What the exercise asks: Per the guidance on disability language below, what does portraying people with disabilities as superstars raise?

Document excerpt:
○ ○ ○
Do Not Use Generic Labels
Avoid generic labels for disability groups, such as “the retarded” or “the deaf.” Emphasize people not labels. Say, people with cognitive disabilities or people who are deaf.
Do Not Portray People with Disabilities as Superhuman
Avoid portraying people with disabilities as superhuman. Even though the public may admire super-achievers, portraying people with disabilities as superstars raises false expectations that all people with disabilities should achieve this level.
Do Not Sensationalize a Disability
Do not sensationalize the disability by saying afflicted with, crippled with, suffers from, victim of, and so on. Instead, say person who has multiple sclerosis or man who had polio.
Put People First
Put people first, not their disability. Say, a man who is blind, children who are deaf, people with disabilities. This puts the focus on the individual, not the particular functional limitation.
Emphasize Abilities
Emphasize a person’s abilities, not their limitations. For example: she uses a wheelchair, he walks with crutches. Never say confined to a wheelchair, wheelchair-bound, or crippled. Similarly, do not use emotional descriptors such as unfortunate, pitiful, and so forth. Most disability groups strongly object to using euphemisms to describe disabilities. Terms such as handicapable, mentally different, physically inconvenienced, and physically challenged are considered condescending. They reinforce the idea that disabilities cannot be dealt with up front.
Show People with Disabilities as Active
Show people with disabilities as active members of society. Portraying persons with disabilities interacting with non-disabled people in social and work environments helps break down barriers and open lines of communication.
○ ○ ○
Data shown:
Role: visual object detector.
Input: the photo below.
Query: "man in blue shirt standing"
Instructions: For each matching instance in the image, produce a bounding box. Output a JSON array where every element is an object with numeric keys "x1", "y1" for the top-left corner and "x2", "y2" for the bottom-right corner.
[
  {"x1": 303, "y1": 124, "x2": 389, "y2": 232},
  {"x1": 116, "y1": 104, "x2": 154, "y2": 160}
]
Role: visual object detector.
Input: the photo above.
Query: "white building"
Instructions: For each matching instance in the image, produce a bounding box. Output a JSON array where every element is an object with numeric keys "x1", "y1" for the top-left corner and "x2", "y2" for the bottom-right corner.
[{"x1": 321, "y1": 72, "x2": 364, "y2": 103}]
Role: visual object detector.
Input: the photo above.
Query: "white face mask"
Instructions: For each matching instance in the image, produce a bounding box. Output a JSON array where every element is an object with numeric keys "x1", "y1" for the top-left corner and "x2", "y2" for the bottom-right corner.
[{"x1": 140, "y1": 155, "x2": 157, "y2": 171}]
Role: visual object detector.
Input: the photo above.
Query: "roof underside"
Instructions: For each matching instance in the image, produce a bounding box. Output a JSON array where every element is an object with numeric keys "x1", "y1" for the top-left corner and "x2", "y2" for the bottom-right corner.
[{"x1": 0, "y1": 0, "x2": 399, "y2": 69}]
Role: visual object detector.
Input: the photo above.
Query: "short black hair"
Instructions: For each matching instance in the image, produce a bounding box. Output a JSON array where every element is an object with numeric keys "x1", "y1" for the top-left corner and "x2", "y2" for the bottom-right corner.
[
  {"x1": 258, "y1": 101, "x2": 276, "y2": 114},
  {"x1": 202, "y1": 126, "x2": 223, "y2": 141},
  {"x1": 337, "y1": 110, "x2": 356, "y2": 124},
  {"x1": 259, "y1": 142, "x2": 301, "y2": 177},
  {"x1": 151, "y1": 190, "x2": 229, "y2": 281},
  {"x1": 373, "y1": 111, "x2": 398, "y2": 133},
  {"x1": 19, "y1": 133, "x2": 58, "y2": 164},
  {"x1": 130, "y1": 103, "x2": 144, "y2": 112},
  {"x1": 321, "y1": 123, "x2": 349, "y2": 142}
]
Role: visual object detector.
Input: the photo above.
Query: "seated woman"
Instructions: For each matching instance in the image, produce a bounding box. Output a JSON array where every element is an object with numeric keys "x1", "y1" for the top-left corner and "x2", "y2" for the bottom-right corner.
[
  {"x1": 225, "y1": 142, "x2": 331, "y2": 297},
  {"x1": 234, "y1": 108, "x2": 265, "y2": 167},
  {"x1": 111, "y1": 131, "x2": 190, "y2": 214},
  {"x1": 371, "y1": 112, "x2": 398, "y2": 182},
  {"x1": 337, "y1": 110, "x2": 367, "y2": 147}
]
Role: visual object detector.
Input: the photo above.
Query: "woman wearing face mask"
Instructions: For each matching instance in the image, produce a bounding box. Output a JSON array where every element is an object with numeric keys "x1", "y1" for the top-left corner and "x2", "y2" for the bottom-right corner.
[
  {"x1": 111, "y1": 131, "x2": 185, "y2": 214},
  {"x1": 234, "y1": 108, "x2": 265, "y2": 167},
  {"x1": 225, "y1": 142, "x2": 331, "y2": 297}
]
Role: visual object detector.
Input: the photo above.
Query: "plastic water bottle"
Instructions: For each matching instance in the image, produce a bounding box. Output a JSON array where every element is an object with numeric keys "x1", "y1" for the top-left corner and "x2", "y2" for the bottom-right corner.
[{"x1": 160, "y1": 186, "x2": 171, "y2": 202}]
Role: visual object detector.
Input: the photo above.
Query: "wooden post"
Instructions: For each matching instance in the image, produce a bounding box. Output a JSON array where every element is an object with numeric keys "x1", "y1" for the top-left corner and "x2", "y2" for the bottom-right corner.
○ ○ ○
Reply to the exercise: False expectations that all people with disabilities should achieve that level.